_Supplied records_
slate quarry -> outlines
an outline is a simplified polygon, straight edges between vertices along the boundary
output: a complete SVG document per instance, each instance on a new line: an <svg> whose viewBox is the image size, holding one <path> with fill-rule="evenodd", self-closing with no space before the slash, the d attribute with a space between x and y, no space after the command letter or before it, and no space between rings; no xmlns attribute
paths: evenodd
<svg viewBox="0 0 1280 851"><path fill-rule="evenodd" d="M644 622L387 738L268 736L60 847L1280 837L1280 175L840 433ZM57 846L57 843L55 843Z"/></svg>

* * *

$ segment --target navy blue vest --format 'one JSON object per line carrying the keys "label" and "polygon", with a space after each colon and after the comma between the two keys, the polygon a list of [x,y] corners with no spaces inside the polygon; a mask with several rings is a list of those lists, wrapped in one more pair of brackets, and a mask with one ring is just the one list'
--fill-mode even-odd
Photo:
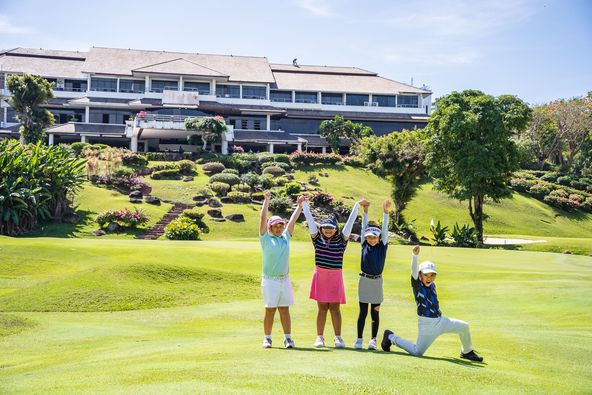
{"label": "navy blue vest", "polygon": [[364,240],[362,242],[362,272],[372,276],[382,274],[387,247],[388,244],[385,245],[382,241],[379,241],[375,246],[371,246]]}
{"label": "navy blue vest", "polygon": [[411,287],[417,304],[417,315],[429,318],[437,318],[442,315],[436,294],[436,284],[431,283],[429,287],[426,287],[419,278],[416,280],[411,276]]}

_Exercise prompt_
A single number is the expected answer: how many lines of the entries contain "after".

_Exercise result_
2